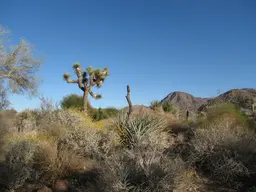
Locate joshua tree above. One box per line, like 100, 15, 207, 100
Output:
252, 98, 256, 112
63, 63, 109, 114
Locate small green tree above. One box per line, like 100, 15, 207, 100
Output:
63, 63, 109, 114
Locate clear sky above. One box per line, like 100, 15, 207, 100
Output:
0, 0, 256, 110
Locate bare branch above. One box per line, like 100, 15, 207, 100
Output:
73, 63, 86, 89
125, 85, 132, 119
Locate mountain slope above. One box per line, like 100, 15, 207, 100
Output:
198, 88, 256, 111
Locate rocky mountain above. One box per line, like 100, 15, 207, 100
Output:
198, 88, 256, 111
161, 91, 211, 113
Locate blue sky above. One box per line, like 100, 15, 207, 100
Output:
0, 0, 256, 110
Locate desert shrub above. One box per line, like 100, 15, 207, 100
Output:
0, 141, 40, 189
92, 107, 119, 121
150, 100, 161, 110
34, 142, 92, 185
188, 118, 256, 190
113, 113, 166, 148
197, 103, 253, 131
61, 94, 95, 114
97, 115, 184, 191
207, 103, 247, 123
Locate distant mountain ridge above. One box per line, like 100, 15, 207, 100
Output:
198, 88, 256, 111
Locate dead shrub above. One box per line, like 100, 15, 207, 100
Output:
188, 119, 256, 188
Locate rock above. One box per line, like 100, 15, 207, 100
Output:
54, 180, 70, 192
37, 186, 52, 192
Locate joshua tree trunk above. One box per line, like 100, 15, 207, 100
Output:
63, 63, 109, 115
83, 89, 89, 114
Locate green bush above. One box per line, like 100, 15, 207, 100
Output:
114, 114, 166, 148
150, 100, 161, 110
61, 94, 95, 115
92, 107, 119, 121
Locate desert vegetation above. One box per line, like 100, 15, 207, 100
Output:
0, 25, 256, 192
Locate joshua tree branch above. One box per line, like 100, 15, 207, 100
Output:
89, 90, 102, 99
125, 85, 132, 118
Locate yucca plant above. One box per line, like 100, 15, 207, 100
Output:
114, 113, 166, 149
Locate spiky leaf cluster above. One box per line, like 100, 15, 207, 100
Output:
85, 67, 109, 88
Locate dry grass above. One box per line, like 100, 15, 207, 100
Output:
0, 105, 256, 192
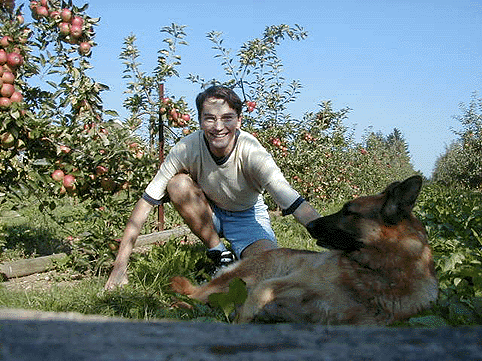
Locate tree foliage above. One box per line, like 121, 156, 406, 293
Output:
433, 93, 482, 189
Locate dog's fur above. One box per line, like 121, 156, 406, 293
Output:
171, 176, 438, 325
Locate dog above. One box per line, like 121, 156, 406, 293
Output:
171, 176, 438, 325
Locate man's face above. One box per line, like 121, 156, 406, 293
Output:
200, 98, 241, 157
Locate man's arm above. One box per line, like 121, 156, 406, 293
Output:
104, 199, 152, 290
293, 201, 321, 227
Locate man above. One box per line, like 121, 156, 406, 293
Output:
105, 86, 320, 289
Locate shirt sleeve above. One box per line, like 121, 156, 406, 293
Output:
243, 137, 300, 210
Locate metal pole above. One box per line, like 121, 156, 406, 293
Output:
157, 84, 164, 231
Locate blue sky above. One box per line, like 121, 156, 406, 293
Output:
69, 0, 482, 176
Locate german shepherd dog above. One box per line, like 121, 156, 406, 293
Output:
171, 176, 438, 325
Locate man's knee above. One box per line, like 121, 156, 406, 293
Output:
241, 239, 278, 258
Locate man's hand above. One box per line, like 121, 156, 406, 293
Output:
104, 267, 129, 291
104, 198, 152, 290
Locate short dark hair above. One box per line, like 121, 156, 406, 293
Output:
196, 85, 243, 118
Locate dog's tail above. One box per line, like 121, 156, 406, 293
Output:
171, 276, 197, 296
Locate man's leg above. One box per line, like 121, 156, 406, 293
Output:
167, 174, 221, 248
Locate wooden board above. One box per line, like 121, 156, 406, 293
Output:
0, 227, 190, 278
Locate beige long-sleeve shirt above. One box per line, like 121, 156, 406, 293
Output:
145, 130, 299, 211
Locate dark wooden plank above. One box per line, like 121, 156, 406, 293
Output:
0, 227, 190, 278
0, 309, 482, 361
0, 253, 67, 278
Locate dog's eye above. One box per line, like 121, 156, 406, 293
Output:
342, 203, 354, 216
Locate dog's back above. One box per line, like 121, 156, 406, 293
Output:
172, 176, 438, 324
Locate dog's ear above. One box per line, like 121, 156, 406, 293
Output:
382, 175, 423, 224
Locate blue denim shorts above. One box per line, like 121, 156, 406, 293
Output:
211, 197, 277, 259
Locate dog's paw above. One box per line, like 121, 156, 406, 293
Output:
171, 276, 196, 295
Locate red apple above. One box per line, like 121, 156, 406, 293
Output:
10, 91, 23, 103
100, 178, 117, 192
70, 16, 84, 27
70, 25, 82, 38
0, 97, 12, 109
35, 6, 49, 17
7, 52, 23, 68
59, 22, 70, 35
95, 165, 108, 175
2, 71, 15, 84
0, 49, 7, 65
60, 9, 72, 23
0, 35, 13, 48
62, 174, 75, 190
0, 83, 15, 98
170, 109, 179, 120
59, 145, 70, 154
0, 131, 15, 148
50, 10, 60, 19
52, 169, 65, 182
79, 41, 91, 55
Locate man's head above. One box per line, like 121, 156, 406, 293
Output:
196, 85, 243, 120
196, 86, 243, 157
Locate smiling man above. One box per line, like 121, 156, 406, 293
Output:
105, 86, 320, 289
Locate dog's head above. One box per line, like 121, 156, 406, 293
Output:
307, 176, 422, 251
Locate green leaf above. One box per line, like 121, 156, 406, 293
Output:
209, 278, 248, 320
408, 315, 448, 328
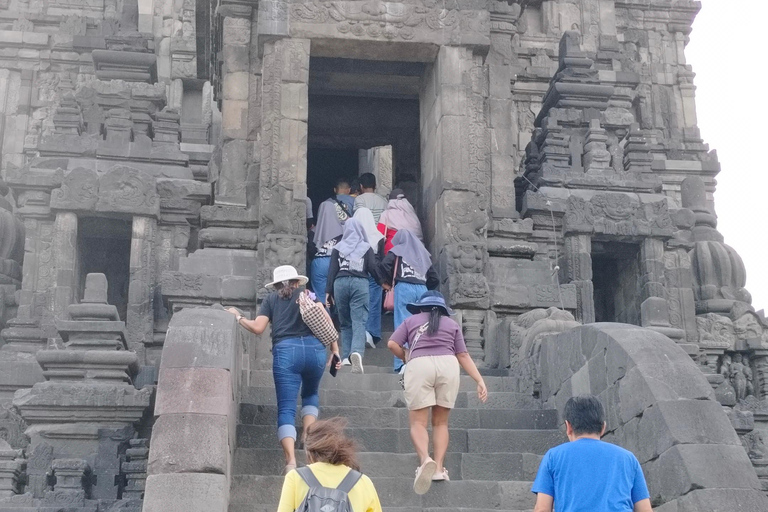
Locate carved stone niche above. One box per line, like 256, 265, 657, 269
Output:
434, 190, 488, 248
563, 193, 675, 238
263, 233, 307, 269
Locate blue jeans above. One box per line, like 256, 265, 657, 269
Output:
394, 281, 427, 372
272, 336, 325, 440
333, 276, 368, 359
309, 256, 331, 298
365, 276, 382, 339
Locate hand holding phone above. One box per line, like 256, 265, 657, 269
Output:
328, 354, 341, 377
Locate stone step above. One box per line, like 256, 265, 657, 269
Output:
239, 404, 558, 430
237, 425, 565, 455
229, 504, 533, 512
250, 372, 520, 392
229, 475, 535, 512
240, 386, 541, 409
233, 450, 542, 481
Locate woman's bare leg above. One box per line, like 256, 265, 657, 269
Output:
432, 405, 451, 471
280, 437, 296, 466
408, 407, 429, 465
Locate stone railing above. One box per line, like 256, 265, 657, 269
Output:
537, 324, 768, 512
143, 308, 248, 512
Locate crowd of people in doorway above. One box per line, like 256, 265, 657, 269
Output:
229, 170, 651, 512
307, 173, 439, 373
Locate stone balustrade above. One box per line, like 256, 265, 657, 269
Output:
143, 308, 248, 512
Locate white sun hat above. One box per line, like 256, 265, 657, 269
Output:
264, 265, 309, 288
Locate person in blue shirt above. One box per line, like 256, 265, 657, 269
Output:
531, 395, 653, 512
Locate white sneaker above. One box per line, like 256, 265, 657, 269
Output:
349, 352, 365, 373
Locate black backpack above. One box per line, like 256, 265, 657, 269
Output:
296, 466, 363, 512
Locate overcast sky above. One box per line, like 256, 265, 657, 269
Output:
686, 0, 768, 310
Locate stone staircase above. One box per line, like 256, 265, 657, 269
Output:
229, 316, 565, 512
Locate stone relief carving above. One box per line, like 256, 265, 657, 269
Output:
96, 166, 160, 216
564, 194, 674, 236
265, 233, 307, 268
510, 307, 581, 360
290, 0, 490, 41
696, 313, 736, 350
447, 243, 487, 273
444, 194, 488, 243
51, 168, 99, 210
740, 429, 768, 461
720, 352, 755, 402
259, 186, 306, 236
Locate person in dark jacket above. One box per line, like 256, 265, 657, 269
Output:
227, 265, 341, 473
325, 218, 377, 373
378, 229, 440, 373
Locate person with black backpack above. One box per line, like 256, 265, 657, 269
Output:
277, 418, 382, 512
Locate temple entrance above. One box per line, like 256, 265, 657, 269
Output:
307, 148, 358, 216
307, 57, 424, 217
592, 240, 642, 325
77, 217, 132, 321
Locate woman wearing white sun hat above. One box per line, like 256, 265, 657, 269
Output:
228, 265, 340, 471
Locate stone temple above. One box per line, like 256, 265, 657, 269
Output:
0, 0, 768, 512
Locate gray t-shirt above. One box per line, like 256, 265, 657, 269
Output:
259, 289, 314, 345
355, 192, 388, 224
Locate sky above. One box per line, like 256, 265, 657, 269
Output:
685, 0, 768, 313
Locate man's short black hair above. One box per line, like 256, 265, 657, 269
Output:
563, 395, 605, 435
359, 172, 376, 188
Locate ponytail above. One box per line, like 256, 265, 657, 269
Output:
275, 279, 299, 300
423, 306, 444, 335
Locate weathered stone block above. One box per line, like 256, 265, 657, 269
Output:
635, 400, 741, 463
142, 473, 229, 512
280, 83, 309, 122
155, 368, 234, 416
222, 71, 249, 101
147, 414, 229, 475
619, 361, 714, 422
643, 444, 760, 502
160, 308, 235, 372
221, 100, 248, 139
653, 489, 768, 512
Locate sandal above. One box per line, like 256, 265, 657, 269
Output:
432, 468, 451, 482
413, 457, 437, 494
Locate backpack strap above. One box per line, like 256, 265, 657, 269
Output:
336, 469, 363, 494
296, 466, 322, 489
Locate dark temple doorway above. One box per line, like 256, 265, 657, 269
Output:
77, 217, 132, 321
307, 148, 358, 216
307, 57, 425, 213
592, 240, 642, 325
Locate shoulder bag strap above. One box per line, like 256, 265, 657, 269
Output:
392, 255, 400, 290
336, 469, 363, 494
405, 322, 429, 363
296, 466, 322, 489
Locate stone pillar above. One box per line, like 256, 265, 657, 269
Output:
486, 2, 521, 218
47, 212, 78, 337
126, 215, 157, 361
216, 6, 251, 207
259, 39, 310, 288
561, 234, 595, 324
421, 46, 490, 309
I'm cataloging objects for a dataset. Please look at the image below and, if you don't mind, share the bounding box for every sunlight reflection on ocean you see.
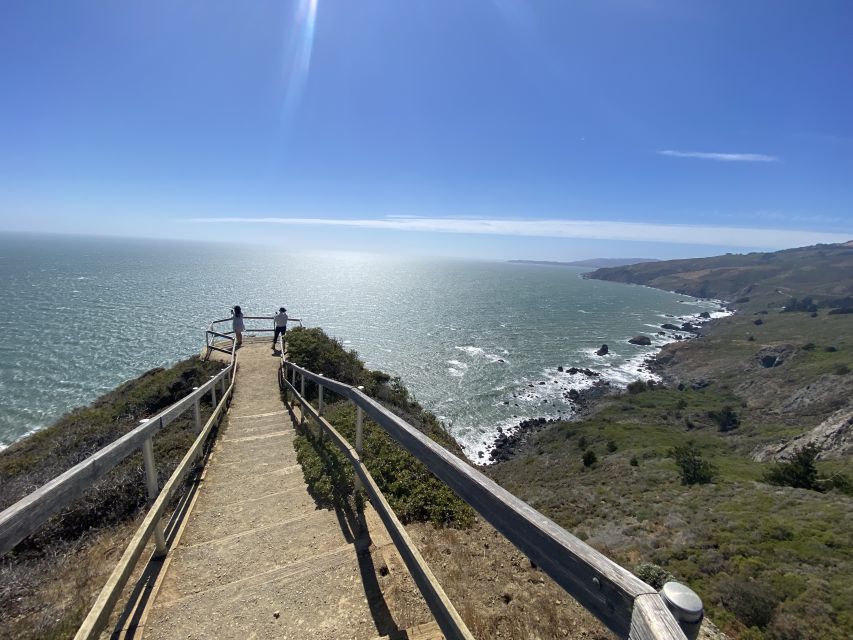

---+---

Turn the material, starting at the line that has "Locate rocky mountain" and stopping after the line that has "207, 103, 247, 123", into a Markdown table with two columns, No. and Text. Number the rows from 1 and skip any blank lines.

### Response to this exercise:
| No. | Text |
|---|---|
| 1 | Locate rocky mountain above. One box per line, like 100, 15, 207, 100 |
| 2 | Output: |
| 3 | 198, 88, 256, 111 |
| 4 | 161, 91, 211, 113 |
| 5 | Locate blue sky above. One box per line, like 100, 15, 207, 100 |
| 6 | Output: |
| 7 | 0, 0, 256, 110 |
| 8 | Locate desert shrub above. One box per line, like 100, 15, 207, 100 |
| 9 | Output: |
| 10 | 0, 141, 40, 189 |
| 11 | 92, 107, 119, 121 |
| 12 | 150, 100, 161, 110 |
| 13 | 34, 142, 92, 185 |
| 14 | 188, 118, 256, 190 |
| 15 | 113, 113, 166, 148 |
| 16 | 197, 103, 253, 131 |
| 17 | 61, 94, 95, 114 |
| 18 | 97, 115, 184, 191 |
| 19 | 207, 103, 247, 123 |